====== Available data

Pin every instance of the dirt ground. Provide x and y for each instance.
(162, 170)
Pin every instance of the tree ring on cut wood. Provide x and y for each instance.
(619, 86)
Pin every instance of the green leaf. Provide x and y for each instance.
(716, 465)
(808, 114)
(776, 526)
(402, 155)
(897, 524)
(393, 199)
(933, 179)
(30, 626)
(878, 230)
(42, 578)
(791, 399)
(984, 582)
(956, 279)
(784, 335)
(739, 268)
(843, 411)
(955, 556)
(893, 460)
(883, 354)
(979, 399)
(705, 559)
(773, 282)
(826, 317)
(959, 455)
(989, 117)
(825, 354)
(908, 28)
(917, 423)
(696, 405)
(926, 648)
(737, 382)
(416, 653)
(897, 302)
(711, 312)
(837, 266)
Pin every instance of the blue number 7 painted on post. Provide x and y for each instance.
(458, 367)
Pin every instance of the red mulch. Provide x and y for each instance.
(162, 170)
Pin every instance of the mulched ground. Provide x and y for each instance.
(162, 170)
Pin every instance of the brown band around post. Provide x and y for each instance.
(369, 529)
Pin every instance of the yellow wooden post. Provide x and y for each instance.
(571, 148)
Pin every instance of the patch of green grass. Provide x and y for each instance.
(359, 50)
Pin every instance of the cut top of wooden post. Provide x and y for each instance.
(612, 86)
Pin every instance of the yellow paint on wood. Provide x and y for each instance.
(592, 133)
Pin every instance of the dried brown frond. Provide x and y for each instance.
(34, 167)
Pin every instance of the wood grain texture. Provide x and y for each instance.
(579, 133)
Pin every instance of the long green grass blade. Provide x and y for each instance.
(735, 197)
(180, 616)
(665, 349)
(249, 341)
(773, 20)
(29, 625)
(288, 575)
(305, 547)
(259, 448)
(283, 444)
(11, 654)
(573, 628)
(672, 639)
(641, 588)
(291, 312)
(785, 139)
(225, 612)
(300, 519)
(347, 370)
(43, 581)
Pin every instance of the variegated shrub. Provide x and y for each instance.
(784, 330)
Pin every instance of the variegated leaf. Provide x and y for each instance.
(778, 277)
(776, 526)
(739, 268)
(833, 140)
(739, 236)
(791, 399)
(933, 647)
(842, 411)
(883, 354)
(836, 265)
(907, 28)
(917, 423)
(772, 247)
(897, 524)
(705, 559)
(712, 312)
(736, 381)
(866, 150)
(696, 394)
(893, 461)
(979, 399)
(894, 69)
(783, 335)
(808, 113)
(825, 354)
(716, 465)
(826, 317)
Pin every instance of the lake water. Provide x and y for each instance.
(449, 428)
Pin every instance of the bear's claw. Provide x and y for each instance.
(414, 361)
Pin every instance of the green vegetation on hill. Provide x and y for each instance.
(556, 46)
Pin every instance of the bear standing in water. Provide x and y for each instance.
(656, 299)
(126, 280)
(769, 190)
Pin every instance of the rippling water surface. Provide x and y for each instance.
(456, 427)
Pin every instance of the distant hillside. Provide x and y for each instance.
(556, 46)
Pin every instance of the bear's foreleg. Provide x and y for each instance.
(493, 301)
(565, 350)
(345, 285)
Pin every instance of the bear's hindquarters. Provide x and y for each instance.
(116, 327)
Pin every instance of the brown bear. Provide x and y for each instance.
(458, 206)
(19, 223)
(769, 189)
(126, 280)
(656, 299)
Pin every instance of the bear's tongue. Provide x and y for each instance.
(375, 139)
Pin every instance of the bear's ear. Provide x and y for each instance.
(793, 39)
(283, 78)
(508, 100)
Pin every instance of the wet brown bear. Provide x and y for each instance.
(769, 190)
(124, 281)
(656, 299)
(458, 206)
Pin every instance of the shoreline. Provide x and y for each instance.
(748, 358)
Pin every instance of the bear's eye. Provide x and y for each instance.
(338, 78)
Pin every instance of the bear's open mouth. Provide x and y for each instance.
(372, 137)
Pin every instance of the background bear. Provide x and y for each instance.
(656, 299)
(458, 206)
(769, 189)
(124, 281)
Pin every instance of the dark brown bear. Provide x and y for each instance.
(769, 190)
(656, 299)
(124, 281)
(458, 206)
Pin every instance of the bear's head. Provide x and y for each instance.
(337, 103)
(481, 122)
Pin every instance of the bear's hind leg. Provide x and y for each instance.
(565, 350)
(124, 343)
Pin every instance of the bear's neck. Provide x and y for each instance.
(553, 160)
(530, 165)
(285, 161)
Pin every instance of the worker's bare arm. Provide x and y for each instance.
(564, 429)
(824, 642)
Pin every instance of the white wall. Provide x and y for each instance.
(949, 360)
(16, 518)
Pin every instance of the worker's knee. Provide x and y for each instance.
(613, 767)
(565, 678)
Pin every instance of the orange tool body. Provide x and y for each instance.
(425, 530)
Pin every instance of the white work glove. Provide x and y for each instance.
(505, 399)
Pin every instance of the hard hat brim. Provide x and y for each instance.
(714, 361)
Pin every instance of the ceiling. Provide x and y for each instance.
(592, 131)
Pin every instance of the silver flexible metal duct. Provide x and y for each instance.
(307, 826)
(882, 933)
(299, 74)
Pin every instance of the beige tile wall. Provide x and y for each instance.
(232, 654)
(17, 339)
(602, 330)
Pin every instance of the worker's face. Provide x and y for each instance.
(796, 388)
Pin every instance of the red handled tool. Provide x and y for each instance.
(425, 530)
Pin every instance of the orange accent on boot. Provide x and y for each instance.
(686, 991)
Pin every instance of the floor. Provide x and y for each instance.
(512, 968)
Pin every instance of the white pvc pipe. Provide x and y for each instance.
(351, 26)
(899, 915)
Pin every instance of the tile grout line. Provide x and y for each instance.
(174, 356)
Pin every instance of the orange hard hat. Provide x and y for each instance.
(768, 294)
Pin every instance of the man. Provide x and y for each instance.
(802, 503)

============

Each record must be repeated exactly as it is.

> Solution for this problem
Pin every instance of the dirt ground. Provide x and y for each instance.
(162, 170)
Pin every instance of the tree ring on cut wood. Provide x and y for each instance.
(619, 86)
Pin every instance of the green leaf. Provide x and y for each instance.
(716, 465)
(808, 114)
(776, 526)
(402, 155)
(897, 524)
(393, 199)
(933, 179)
(30, 626)
(878, 230)
(42, 578)
(791, 399)
(984, 582)
(956, 279)
(784, 335)
(739, 268)
(843, 411)
(955, 556)
(893, 460)
(883, 354)
(979, 399)
(705, 559)
(773, 282)
(826, 317)
(959, 455)
(989, 117)
(825, 354)
(908, 28)
(917, 423)
(696, 405)
(926, 648)
(737, 382)
(416, 653)
(897, 302)
(711, 312)
(837, 266)
Pin every instance of the blue number 7 painted on post. Provide x and y for each instance.
(458, 367)
Pin every instance of the red mulch. Provide x and y for each instance.
(162, 170)
Pin every instance of the mulched ground. Provide x and y for each instance.
(162, 170)
Pin every instance of the brown band around post. Provide x and y for each instance.
(369, 529)
Pin every instance of the yellow wooden post. Provide x and y for each instance.
(571, 148)
Pin every instance of the patch of green grass. Provide x and y for each instance.
(359, 50)
Pin every instance of the cut top of wooden post. Provide x and y for each instance.
(612, 86)
Pin every instance of the yellow paint on wood. Provide x and y for each instance.
(592, 133)
Pin every instance of the dried brown frond. Provide x and y for each instance.
(34, 167)
Pin every instance of the wood grain texture. Provide x and y for each instance.
(579, 133)
Pin every instance of the long green grass blade. Provide x and y for each instance.
(735, 197)
(180, 616)
(665, 349)
(249, 341)
(773, 20)
(29, 625)
(288, 575)
(305, 547)
(259, 448)
(283, 444)
(11, 654)
(573, 628)
(672, 639)
(641, 588)
(291, 312)
(785, 139)
(225, 612)
(300, 519)
(347, 370)
(43, 581)
Pin every instance of the variegated shrub. Provide x and y for each instance.
(784, 330)
Pin every instance of the variegated leaf. Provide x and y for each instance.
(778, 277)
(776, 526)
(739, 268)
(833, 140)
(739, 236)
(791, 399)
(933, 647)
(842, 411)
(883, 354)
(836, 265)
(907, 28)
(917, 423)
(772, 247)
(897, 524)
(705, 559)
(712, 312)
(736, 381)
(866, 150)
(696, 394)
(893, 461)
(979, 399)
(894, 69)
(783, 335)
(808, 113)
(825, 354)
(716, 465)
(826, 317)
Pin every instance of the lake water. Provide x and y for each instance.
(449, 428)
Pin every instance of the bear's claw. Provide x and y for each instance.
(414, 361)
Pin every instance of the green vegetation on hill. Provide x and y for each instance.
(556, 46)
Pin every instance of the bear standing in water. Provide x and y for each instance.
(656, 299)
(126, 280)
(769, 190)
Pin every instance of the rippling water surface. Provide x and y for each instance.
(456, 427)
Pin every instance of the distant hillside. Provide x and y for each instance.
(556, 46)
Pin every instance of the bear's foreleg. Provide x and y for each instance.
(493, 301)
(565, 350)
(345, 285)
Pin every instance of the bear's hindquarters. Provide x and y for each instance.
(116, 327)
Pin every instance of the brown bear. Provide x and y for each instance.
(458, 206)
(19, 223)
(769, 189)
(126, 280)
(656, 299)
Pin every instance of the bear's tongue. Provide x and y for each instance.
(375, 139)
Pin every instance of the bear's ear. Provide x and y for each instance.
(793, 39)
(283, 78)
(508, 100)
Pin every instance of the wet brown bear. Provide x and y for each instance.
(769, 190)
(124, 281)
(656, 299)
(458, 206)
Pin every instance of the shoreline. Provide x and y for each instance.
(748, 358)
Pin every instance of the bear's eye. Provide x and y for each instance.
(338, 78)
Pin every instance of the bear's open mouth. Provide x and y for each instance.
(372, 137)
Pin every instance of the background bear. Provide x and y for each instance.
(656, 299)
(458, 206)
(769, 189)
(124, 281)
Pin every instance of the dark brown bear. Provide x and y for each instance.
(769, 190)
(656, 299)
(124, 281)
(458, 206)
Pin every instance of the bear's head. Provide x and y for each instance.
(337, 103)
(481, 122)
Pin every instance of the bear's hind leg. Provide x and y for each instance.
(565, 350)
(124, 343)
Pin every instance of the bear's neck. Provide x and y for each instance.
(553, 160)
(530, 165)
(285, 161)
Pin every instance of the worker's bare arm. Provide x and y for each instance.
(564, 429)
(824, 642)
Pin every instance of the white wall. Provide x and y for each instance.
(949, 360)
(16, 518)
Pin every instance of the worker's knee. Provide x and y for each instance.
(613, 767)
(565, 678)
Pin every instance of the orange tool body. Provide x and y for each instance.
(425, 530)
Pin every instance of the white work glove. Provide x and y for each instance.
(505, 399)
Pin every instance of the hard hat brim. Provide x and y for each instance.
(714, 361)
Pin every instance of the ceiling. Provide x and y for each instance.
(592, 131)
Pin every instance of the silver flexible metal duct. Provide x and y for each instance.
(307, 826)
(882, 933)
(299, 74)
Pin every instance of the beige tile wall. Provide x and y for each instance.
(232, 654)
(17, 339)
(602, 330)
Pin every instance of the worker's face. Provide x and y for each instance.
(796, 388)
Pin every instance of the red handled tool. Provide x and y for each instance.
(425, 530)
Pin every instance of the orange accent on boot. Provide x and y for each instance.
(686, 991)
Pin every instance of the floor. Provide x and y for each instance.
(512, 968)
Pin every instance of the white pvc pipe. Provide x and y for each instance.
(351, 26)
(899, 915)
Pin every instance of the tile grout line. Provide x and y for each instance.
(174, 356)
Pin every instance of the orange hard hat. Provide x and y for each instance.
(768, 294)
Pin every instance of the man. Provide x and y for each instance.
(802, 503)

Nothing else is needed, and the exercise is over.